## Input:
·····

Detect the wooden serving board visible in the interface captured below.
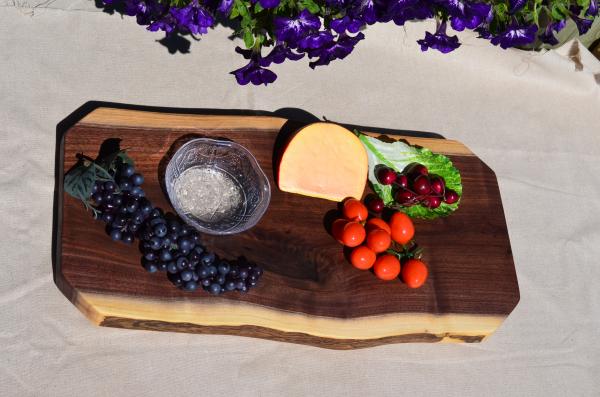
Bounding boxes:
[55,108,519,349]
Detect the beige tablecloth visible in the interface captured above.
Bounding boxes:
[0,0,600,396]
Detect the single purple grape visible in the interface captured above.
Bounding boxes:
[430,176,446,195]
[396,174,408,189]
[444,189,459,204]
[412,175,431,195]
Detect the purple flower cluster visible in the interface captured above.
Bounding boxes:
[103,0,600,85]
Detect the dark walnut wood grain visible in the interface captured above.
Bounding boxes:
[55,108,519,349]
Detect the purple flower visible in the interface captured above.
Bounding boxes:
[585,0,598,17]
[231,54,277,85]
[417,21,460,54]
[258,44,304,67]
[508,0,527,14]
[170,0,215,34]
[273,9,321,47]
[348,0,377,25]
[442,0,494,32]
[146,14,177,33]
[539,20,567,45]
[298,31,333,50]
[307,33,365,69]
[490,22,537,49]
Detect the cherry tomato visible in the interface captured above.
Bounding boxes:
[367,229,392,253]
[402,259,429,288]
[331,219,348,243]
[350,245,377,270]
[373,254,400,281]
[365,218,392,234]
[342,199,369,222]
[342,222,367,247]
[390,212,415,245]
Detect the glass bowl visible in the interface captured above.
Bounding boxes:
[165,138,271,235]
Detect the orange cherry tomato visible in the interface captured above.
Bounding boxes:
[342,222,367,247]
[331,219,348,243]
[390,212,415,245]
[367,229,392,253]
[342,198,369,222]
[350,245,377,270]
[402,259,429,288]
[365,218,392,234]
[373,254,400,281]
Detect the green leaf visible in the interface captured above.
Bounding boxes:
[244,30,254,48]
[494,3,509,21]
[64,162,97,202]
[298,0,321,14]
[359,134,462,219]
[550,0,569,21]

·····

## Exercise:
Rewrite all the items above, substituting "photo" for every instance of "interface" and changing nothing else, and leave the pictures out of your answer.

## Expected answer:
Detect the wooden serving board visible in the photo captured below.
Bounding boxes:
[55,108,519,349]
Detect the beige tablecloth visible in the photo captured above.
Bounding boxes:
[0,0,600,396]
Detect the single purple grape visible in the photo captured above.
Bounding boxes:
[430,176,446,195]
[396,174,408,189]
[444,189,459,204]
[412,175,431,195]
Detect the purple flower cluster visible in the photo captured above.
Bounding boxes:
[103,0,600,85]
Detect the dark walnut wood grain visible in the photo captured above.
Bounding boxes:
[55,108,519,349]
Detect the purple flower visible in the photo captured above.
Bounding boxes:
[585,0,598,17]
[231,54,277,85]
[417,21,460,54]
[258,44,304,67]
[508,0,527,14]
[170,0,215,34]
[273,9,321,47]
[348,0,377,25]
[442,0,494,32]
[146,14,177,33]
[539,20,567,45]
[298,31,333,50]
[307,33,365,69]
[490,22,537,49]
Detect the cherry tomato visible in the photo captured above.
Bounding boxes:
[367,229,392,253]
[402,259,429,288]
[331,219,348,243]
[350,245,377,270]
[373,254,400,281]
[365,218,392,234]
[342,199,369,222]
[342,222,367,247]
[390,212,415,245]
Detect the glass bowl visible in the photo captured above.
Bounding boxes:
[165,138,271,235]
Detect the orange cherry tomato visible in the photo captured above.
Bounding boxes:
[342,222,367,247]
[331,219,348,243]
[390,212,415,245]
[367,229,392,253]
[342,198,369,222]
[350,245,377,270]
[402,259,429,288]
[365,218,392,234]
[373,254,400,281]
Detect the green leaf visible in the photo captured above.
Bounding boxes:
[244,30,254,48]
[494,3,509,21]
[64,162,97,202]
[298,0,321,14]
[359,134,462,219]
[550,0,569,21]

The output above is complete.